Study material Block Start
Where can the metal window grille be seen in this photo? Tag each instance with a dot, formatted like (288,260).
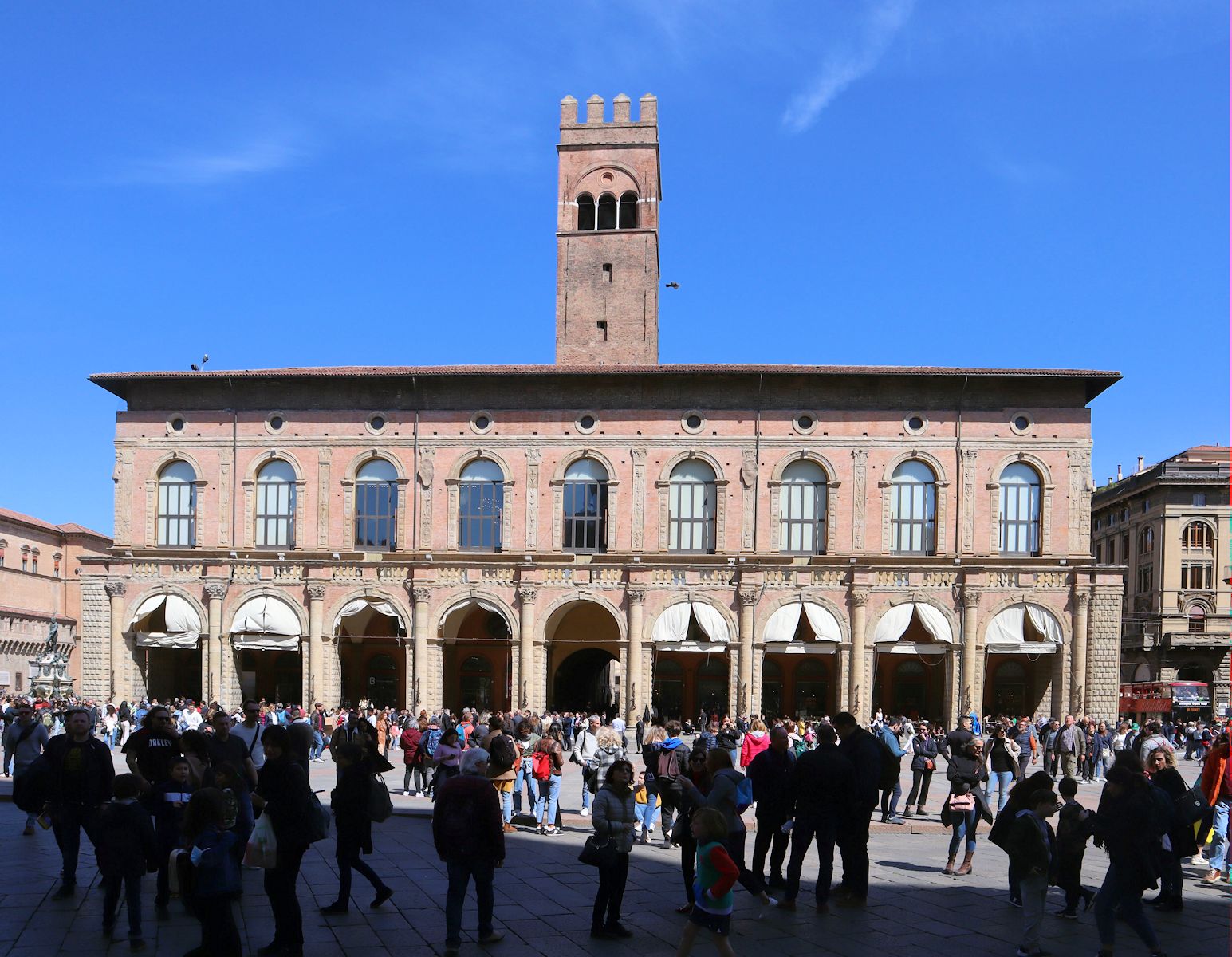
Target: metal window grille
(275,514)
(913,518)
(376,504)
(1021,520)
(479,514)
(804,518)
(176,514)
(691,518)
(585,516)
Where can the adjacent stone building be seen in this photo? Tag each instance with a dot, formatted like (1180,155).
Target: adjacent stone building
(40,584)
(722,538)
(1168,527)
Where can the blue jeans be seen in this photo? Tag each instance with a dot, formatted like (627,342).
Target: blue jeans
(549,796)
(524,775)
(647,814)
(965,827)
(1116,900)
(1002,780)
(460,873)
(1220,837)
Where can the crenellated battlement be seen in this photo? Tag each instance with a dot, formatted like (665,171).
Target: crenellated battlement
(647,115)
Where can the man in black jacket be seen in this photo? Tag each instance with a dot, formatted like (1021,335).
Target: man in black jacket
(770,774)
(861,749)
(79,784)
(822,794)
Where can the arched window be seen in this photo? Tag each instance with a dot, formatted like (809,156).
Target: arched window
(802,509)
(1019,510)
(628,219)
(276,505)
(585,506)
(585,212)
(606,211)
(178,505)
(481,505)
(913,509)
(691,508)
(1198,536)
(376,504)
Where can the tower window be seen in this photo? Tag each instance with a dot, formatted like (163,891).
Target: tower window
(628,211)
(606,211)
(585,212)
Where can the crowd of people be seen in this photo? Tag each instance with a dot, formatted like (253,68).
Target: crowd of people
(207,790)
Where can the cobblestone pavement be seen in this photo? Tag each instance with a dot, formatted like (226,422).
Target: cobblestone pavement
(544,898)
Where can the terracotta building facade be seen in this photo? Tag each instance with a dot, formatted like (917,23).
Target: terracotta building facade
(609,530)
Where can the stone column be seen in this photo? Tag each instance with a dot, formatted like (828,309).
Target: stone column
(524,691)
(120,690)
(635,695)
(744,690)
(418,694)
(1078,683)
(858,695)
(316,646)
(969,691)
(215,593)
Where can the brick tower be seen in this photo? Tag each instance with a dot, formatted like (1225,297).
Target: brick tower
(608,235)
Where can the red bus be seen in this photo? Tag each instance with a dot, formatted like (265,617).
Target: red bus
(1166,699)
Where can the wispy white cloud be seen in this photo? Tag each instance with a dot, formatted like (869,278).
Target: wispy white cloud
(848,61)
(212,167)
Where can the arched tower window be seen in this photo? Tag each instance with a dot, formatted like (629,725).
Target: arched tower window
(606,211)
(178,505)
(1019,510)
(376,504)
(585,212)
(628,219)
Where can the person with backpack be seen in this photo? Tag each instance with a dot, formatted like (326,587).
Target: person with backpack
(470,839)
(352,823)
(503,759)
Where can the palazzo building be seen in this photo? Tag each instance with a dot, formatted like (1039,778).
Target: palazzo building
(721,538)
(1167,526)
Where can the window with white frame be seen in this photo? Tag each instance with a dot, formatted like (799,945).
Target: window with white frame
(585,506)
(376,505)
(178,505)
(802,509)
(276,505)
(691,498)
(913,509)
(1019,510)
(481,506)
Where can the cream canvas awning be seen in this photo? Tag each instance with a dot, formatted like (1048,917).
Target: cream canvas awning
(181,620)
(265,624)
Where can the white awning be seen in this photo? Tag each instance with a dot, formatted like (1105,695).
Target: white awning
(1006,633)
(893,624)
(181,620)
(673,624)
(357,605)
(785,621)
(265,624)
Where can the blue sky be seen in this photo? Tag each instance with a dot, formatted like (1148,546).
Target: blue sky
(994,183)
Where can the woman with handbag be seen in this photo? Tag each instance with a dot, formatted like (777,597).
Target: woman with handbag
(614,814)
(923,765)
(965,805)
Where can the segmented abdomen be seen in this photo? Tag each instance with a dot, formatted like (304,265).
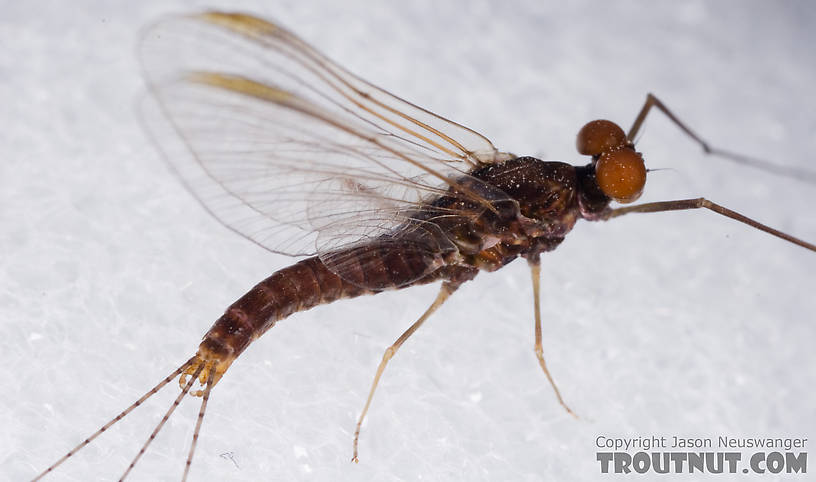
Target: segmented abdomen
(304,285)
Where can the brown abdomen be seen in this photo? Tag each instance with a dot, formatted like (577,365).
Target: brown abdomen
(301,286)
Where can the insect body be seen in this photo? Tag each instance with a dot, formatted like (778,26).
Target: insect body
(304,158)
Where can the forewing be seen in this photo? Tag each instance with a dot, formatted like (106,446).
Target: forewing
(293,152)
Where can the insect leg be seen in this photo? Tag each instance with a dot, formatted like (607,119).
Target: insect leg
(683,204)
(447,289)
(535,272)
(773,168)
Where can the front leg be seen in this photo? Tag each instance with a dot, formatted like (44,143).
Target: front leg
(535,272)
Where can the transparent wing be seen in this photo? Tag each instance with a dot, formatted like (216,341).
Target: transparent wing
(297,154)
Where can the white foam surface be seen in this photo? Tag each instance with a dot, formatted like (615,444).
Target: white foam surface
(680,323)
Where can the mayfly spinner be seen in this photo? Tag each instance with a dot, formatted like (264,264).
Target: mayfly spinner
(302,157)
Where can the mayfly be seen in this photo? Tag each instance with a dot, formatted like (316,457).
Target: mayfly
Study material Block End
### Directions
Leave every picture out, and transcribe the data above exactly as it reads.

### Solution to the problem
Where can the metal window grille be seen in this photo? Tag each instance with a dot, formatted like (288,260).
Target: metal window grille
(275,514)
(913,518)
(376,504)
(1021,520)
(479,514)
(804,518)
(176,514)
(691,518)
(585,516)
Where can the adjacent stone building be seen in this photo? Tag each instance with a dot, formatted like (1180,155).
Target: adjacent stone building
(40,584)
(722,538)
(1168,527)
Where can the blue jeans be seen in this photo? Tag each instance with a dot, formatted like (627,342).
Target: blue jeans
(549,796)
(524,775)
(647,814)
(965,827)
(1116,900)
(1002,780)
(460,873)
(1220,837)
Where can the crenellated battlement be seen in this photo? Tag each instance with a dot, formatted like (665,171).
Target: crenellated battlement
(647,115)
Where can the man in black jacket be seen in this photo? Tag each instance with a dot, formatted like (1021,335).
Target: man in black jacket
(770,774)
(861,749)
(79,784)
(822,794)
Where can the arched window be seen in this photo? Tag each instance with a dot, formatted like (809,156).
Target: arched window
(802,509)
(1019,510)
(628,219)
(276,505)
(585,506)
(585,212)
(606,211)
(178,505)
(481,505)
(913,509)
(691,508)
(1198,536)
(376,504)
Where can the tower window be seen in this photo? Tag each instance with a dot, formatted like (163,891).
Target: tower window
(628,211)
(606,211)
(585,212)
Where can the crowd of people be seen in this photo? Tag each instance with a dot, formatted like (253,68).
Target: crowd of people
(207,790)
Where can the cobblestone pavement be seen in this photo? Tag each instance with a dot, formatted like (226,422).
Target: cobblestone pavement
(544,898)
Where can the terracotta building facade be seen in this photo? Tag each instance with a dot, formatted like (917,23).
Target: terracotta building facade
(609,530)
Where can the stone column be seen in this photo? Tag each instance with a dot, formatted like (828,309).
Target: stone column
(524,691)
(120,690)
(635,695)
(744,690)
(418,694)
(1078,683)
(858,695)
(316,646)
(969,691)
(215,593)
Where can the brick tower be seen in this photo? Tag each instance with a dot, formatted like (1225,297).
Target: brick tower
(608,235)
Where can the red bus be seen in this photo? Tag each instance with a dot, formatted like (265,617).
Target: red bus
(1166,699)
Where can the wispy white cloud be seen in this photo? Tag each instance with a dot, formatted like (869,278).
Target: wispy white cloud
(848,61)
(212,167)
Where can the arched tower window be seen in this photo? Tag each instance with a dot, formatted like (629,725).
Target: arched tower window
(606,211)
(178,505)
(1019,510)
(376,504)
(585,212)
(628,219)
Where can the person with backpack be seen in this photo? Tag each instance with a dot, formatted like (326,587).
Target: person with backpack
(470,839)
(352,823)
(503,759)
Where can the palazzo building be seen in this photo? Tag each instance with a dot, formatted like (1039,778).
Target: palazzo building
(721,538)
(1167,526)
Where can the window with white frame be seen in this photo? Tag each instance with a dot, formatted like (799,945).
Target: window with white frame
(585,506)
(376,505)
(178,505)
(802,509)
(276,505)
(691,498)
(913,509)
(1019,510)
(481,506)
Where can the cream canvas awning be seen in this photo? Tag each instance with a dot, formatted like (1048,917).
Target: cream canvas awning
(181,620)
(265,624)
Where can the white awning be seen in this photo? Tag each instance with a dot, formatted like (1105,695).
Target: white awning
(1006,633)
(893,624)
(181,620)
(673,624)
(357,605)
(785,621)
(265,624)
Where can the blue sky be seen in this photo? Tag each instance with a dot, formatted like (1148,546).
Target: blue sky
(994,183)
Where can the woman with handbag be seen in this photo? Tag each instance with a dot, formatted like (777,597).
Target: woman with handbag
(614,814)
(923,765)
(965,805)
Where can the segmented abdomen be seen in this photo? Tag each instance with a dot, formatted like (304,265).
Target: segmented abdomen
(304,285)
Where can the brown abdomen be seen in this photo? Tag each instance with a dot, formatted like (577,365).
Target: brown abdomen
(301,286)
Where can the insect body be seen in this photo? Tag each instance with a dot, formatted like (778,26).
Target: insect body
(304,158)
Where can the forewing be seen in this photo? Tag each instance with a dot, formatted like (106,446).
Target: forewing
(293,152)
Where can the insect leg be seen in this photo? Tag each instance with a dot, formatted like (607,119).
Target: insect leg
(683,204)
(447,289)
(535,272)
(773,168)
Where can the front leg be seen in this photo? Tag each instance with a dot, formatted like (44,143).
Target: front leg
(535,272)
Where can the transparent wing be seen in this photo? Tag each instance with a dot, formatted like (216,341).
Target: transparent wing
(297,154)
Where can the white foam surface be seen in this photo? Tag each instance with a dot, formatted like (615,444).
Target: white foam surface
(680,323)
Where can the mayfly spinner be seen in this photo? Tag each instance with a dot, formatted like (264,264).
Target: mayfly spinner
(302,157)
Where can the mayfly be seen in this photo? Tag each instance with a dot, formatted like (316,457).
Target: mayfly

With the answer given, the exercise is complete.